**Text**
The temporalis is a muscle located in the skull that extends from the temporal fossa to the coronoid process of the jawbone, or mandible. The role of the temporalis muscle is to lift the mandible and allow the jaws to close. The temporalis is also commonly referred to as the temporal muscle.
Covering the temporalis is the temporal fascia, also known as the temporal aponeurosis. Fascia consists of a layer of fibrous tissue used to protect various areas of the body. It can also be used to bind organs or other body parts together. Fascia also separates various body organs or parts in some instances.
As the name of the muscle would suggest, the temporalis is located in the temple area of the head. This is the region on the sides of the head and behind the eyes. Just below the temple lies both the temporal and sphenoid bones. When the jaw muscles are clenched together or unclenched, the temporalis can often be seen and felt as it moves.
The trigeminal nerve is responsible for providing the nerve supply to the temporalis muscle. This nerve is also known as the cranial nerve. One of the primary functions of the trigeminal nerve is to allow sensation, or feeling, in the facial area of the body. Some motor functions are affected by this nerve as well.
The temporalis has been labeled as one of the muscles of mastication. This means that this muscle plays an active role in the process of chewing. The opening and closing of the mandible, or jawbone, is the responsibility of the temporal muscle.
There are a few medical issues that can affect the temporal area of the head, including the temporalis. For instance, this muscle is often responsible for the development of migraine headaches. The habits of grinding or clenching of the teeth can also lead to pain in the temples.
Trigeminal neuralgia is another health concern affecting this area of the body. Since the trigeminal nerve is connected to the temporalis, the pain of this condition can often be misdiagnosed. It is important to remember that the trigeminal nerve is responsible for almost all facial sensations.
Treatments for pain in or around the temporal muscles should always be evaluated by a medical professional. In most cases, the diagnosis is not serious. In fact, many cases can be treated with over-the-counter pain medications. Other treatment options, leading up to and including surgery, may be indicated in extreme cases of pain, depending upon the exact source of the pain.

**Exercise**
Output the passage of the temporalis muscle text from "There are a" up to and including "in the temples.", copied word for word.

**Supplied material**
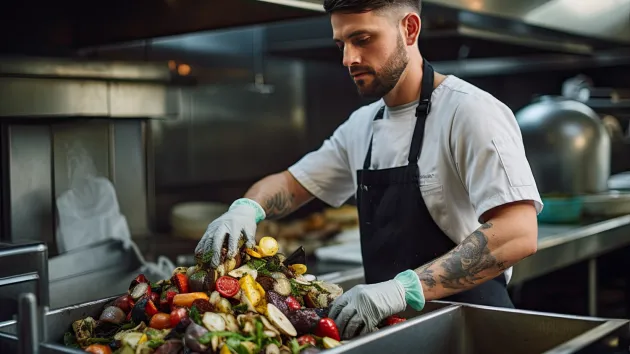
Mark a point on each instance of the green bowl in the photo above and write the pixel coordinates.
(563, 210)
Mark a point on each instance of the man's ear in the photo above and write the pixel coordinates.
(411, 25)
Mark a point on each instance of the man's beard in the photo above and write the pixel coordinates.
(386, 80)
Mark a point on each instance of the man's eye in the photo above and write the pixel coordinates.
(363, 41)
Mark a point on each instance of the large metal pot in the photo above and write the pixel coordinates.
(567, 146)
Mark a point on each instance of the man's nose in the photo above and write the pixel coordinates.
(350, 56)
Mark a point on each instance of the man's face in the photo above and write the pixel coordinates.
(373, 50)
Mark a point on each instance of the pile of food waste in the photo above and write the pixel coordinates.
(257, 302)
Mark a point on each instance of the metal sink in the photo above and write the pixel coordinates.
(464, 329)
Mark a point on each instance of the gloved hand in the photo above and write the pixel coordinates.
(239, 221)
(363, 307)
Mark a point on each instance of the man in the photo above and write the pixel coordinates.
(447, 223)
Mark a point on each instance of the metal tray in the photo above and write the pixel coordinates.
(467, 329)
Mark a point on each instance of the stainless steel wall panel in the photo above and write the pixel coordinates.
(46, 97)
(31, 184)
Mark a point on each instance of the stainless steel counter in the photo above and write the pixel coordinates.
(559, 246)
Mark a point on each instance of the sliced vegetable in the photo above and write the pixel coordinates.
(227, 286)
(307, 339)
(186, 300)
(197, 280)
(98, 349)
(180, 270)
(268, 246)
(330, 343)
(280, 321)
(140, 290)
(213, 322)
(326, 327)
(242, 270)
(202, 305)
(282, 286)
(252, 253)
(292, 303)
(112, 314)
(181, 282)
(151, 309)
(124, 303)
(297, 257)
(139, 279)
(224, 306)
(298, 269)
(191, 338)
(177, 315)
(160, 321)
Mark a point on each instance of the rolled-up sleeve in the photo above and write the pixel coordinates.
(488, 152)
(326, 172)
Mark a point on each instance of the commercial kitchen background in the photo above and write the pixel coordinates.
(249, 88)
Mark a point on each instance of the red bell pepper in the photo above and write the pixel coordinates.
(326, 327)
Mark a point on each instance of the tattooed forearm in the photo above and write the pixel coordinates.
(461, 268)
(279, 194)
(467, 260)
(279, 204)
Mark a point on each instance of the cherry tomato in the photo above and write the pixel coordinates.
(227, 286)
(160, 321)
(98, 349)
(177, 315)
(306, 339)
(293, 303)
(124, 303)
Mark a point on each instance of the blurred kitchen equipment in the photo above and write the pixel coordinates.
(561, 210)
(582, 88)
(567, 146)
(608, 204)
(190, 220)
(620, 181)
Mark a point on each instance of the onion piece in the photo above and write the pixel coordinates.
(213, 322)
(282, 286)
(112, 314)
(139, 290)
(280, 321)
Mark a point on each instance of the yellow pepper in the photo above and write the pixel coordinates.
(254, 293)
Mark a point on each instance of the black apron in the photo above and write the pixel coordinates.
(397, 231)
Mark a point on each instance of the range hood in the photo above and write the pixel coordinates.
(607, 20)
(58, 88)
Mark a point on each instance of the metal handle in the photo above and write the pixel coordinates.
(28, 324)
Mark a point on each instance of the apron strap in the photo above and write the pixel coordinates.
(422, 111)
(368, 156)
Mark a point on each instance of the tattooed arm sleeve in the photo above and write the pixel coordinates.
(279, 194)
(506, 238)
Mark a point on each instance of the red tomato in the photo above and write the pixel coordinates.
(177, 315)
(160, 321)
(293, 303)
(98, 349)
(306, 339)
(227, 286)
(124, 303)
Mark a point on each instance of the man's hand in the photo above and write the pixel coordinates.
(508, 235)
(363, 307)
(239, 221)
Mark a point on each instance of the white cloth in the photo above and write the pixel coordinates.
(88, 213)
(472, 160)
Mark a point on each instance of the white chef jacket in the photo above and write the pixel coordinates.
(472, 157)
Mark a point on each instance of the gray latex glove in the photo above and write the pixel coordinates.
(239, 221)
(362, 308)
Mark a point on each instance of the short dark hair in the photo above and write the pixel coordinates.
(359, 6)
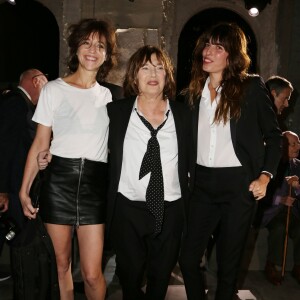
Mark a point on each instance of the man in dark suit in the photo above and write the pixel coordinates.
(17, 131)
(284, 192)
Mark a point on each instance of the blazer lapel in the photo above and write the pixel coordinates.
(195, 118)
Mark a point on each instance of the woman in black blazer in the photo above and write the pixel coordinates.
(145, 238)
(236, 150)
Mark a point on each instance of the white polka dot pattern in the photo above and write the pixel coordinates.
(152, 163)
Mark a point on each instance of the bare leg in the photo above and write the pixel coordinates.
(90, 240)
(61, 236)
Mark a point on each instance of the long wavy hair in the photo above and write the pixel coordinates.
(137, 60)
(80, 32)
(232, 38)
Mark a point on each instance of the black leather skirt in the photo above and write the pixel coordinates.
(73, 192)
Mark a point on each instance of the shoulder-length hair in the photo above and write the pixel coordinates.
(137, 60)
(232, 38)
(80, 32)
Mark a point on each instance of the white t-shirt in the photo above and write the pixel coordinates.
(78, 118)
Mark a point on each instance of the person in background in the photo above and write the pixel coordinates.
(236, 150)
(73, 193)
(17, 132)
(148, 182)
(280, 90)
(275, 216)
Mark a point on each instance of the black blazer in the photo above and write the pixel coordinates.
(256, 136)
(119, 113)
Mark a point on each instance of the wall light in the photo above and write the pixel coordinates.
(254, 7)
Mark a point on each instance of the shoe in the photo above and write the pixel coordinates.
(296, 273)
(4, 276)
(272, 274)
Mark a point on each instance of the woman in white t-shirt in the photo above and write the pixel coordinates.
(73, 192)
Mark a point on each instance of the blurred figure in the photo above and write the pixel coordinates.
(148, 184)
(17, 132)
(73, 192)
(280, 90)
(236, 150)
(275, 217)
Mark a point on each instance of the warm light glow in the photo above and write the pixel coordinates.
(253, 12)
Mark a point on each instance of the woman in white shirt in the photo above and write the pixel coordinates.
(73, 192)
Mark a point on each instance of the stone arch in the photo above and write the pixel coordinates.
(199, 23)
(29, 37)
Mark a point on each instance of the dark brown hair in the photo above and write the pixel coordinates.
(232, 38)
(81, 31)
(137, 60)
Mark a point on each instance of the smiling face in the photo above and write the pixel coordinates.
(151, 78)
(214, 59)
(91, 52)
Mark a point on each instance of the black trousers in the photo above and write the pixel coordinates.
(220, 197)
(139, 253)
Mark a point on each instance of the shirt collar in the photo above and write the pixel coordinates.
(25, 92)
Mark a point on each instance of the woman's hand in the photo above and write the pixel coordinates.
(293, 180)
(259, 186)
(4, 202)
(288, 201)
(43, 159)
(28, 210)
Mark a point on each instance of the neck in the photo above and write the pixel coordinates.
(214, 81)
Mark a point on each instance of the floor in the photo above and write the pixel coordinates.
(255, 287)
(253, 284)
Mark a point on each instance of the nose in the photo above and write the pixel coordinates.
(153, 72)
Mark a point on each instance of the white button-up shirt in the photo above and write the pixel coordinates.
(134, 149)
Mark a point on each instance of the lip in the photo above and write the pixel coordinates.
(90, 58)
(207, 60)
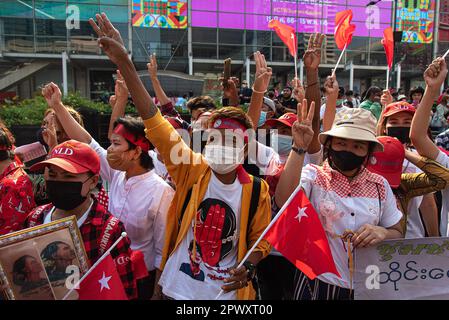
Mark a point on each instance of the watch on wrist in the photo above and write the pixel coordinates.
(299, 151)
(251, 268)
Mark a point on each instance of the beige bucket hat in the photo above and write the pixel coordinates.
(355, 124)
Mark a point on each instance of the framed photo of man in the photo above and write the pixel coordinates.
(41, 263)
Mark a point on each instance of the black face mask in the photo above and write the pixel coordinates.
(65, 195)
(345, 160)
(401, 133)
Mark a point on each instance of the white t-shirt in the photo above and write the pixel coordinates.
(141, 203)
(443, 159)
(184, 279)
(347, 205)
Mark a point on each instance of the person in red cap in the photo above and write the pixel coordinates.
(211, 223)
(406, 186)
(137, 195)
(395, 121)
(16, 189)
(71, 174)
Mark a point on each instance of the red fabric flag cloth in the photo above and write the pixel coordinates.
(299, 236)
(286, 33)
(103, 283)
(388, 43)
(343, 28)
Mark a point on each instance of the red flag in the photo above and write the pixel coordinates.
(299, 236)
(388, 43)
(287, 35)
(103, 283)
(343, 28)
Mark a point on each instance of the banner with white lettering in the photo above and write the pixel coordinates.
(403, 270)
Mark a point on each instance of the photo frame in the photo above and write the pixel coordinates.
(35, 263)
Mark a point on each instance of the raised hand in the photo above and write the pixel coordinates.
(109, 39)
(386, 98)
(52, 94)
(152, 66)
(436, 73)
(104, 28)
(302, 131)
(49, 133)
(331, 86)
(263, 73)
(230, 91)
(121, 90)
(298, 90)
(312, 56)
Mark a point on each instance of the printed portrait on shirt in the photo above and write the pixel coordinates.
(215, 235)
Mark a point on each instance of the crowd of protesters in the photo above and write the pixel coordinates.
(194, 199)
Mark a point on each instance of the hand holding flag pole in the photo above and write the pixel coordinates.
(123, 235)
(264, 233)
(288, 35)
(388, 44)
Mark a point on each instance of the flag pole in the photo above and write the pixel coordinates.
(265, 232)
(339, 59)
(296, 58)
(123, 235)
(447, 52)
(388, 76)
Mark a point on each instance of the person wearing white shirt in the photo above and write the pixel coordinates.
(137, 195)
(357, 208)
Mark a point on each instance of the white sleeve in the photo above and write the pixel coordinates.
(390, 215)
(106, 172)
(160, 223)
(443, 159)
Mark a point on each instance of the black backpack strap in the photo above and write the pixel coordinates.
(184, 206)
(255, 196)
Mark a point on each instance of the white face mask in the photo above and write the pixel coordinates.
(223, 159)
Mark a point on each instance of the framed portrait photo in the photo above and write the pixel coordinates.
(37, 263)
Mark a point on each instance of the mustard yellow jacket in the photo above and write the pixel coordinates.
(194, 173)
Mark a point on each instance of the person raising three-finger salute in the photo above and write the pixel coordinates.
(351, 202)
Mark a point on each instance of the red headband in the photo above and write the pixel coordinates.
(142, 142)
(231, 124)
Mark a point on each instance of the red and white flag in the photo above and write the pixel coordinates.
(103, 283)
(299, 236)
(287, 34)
...
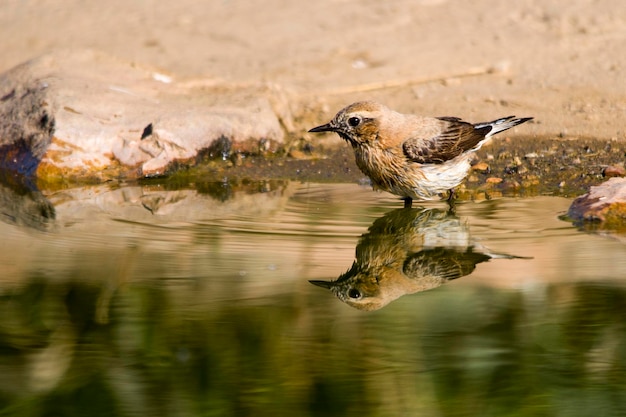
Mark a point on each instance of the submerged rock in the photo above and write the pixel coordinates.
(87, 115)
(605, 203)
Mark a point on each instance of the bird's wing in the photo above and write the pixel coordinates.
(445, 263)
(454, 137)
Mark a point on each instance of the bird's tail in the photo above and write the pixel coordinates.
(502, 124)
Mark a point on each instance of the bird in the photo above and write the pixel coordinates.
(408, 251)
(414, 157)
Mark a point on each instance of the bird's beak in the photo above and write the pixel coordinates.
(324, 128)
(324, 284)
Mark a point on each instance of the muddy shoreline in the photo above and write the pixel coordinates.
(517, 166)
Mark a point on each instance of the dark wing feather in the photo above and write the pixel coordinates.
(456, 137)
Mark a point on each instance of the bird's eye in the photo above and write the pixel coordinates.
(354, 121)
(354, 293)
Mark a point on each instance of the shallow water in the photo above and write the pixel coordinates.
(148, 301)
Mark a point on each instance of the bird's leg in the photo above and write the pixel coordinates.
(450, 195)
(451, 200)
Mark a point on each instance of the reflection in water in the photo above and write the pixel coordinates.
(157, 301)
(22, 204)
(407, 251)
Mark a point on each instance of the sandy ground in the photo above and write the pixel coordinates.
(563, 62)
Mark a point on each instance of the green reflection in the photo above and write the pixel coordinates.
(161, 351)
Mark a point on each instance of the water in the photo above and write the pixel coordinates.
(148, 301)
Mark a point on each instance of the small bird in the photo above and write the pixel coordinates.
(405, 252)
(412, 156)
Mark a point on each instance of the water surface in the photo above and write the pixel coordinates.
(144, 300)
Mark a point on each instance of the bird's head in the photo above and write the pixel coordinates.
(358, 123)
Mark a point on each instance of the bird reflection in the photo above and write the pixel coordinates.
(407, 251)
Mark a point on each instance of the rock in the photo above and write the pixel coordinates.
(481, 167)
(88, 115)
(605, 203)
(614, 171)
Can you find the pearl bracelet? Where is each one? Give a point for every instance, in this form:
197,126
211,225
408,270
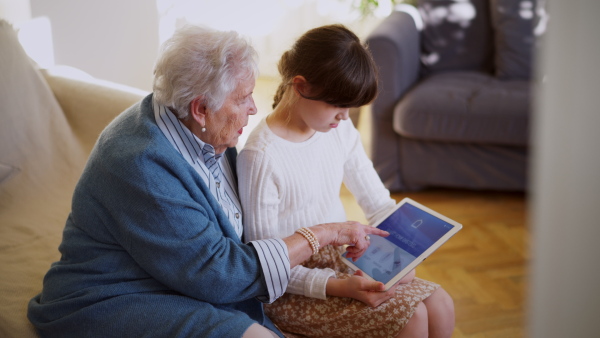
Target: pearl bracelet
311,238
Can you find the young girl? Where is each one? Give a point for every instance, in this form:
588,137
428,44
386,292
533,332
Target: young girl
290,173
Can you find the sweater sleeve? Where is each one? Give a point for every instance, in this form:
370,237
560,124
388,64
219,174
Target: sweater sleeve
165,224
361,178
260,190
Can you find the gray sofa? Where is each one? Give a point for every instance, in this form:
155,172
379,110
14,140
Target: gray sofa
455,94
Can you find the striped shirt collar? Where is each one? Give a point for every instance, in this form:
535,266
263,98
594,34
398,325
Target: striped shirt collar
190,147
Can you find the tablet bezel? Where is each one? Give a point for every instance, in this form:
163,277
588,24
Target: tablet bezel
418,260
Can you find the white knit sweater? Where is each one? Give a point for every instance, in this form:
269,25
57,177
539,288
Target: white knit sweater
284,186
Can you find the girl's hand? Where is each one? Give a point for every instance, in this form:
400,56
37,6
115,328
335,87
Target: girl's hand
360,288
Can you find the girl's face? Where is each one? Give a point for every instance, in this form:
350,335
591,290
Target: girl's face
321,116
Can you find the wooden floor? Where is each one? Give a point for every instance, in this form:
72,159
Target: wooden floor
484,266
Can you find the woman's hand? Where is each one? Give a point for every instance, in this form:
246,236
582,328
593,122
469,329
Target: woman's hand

**Response area**
There are a few medical issues that can affect the temporal area of the head, including the temporalis. For instance, this muscle is often responsible for the development of migraine headaches. The habits of grinding or clenching of the teeth can also lead to pain in the temples.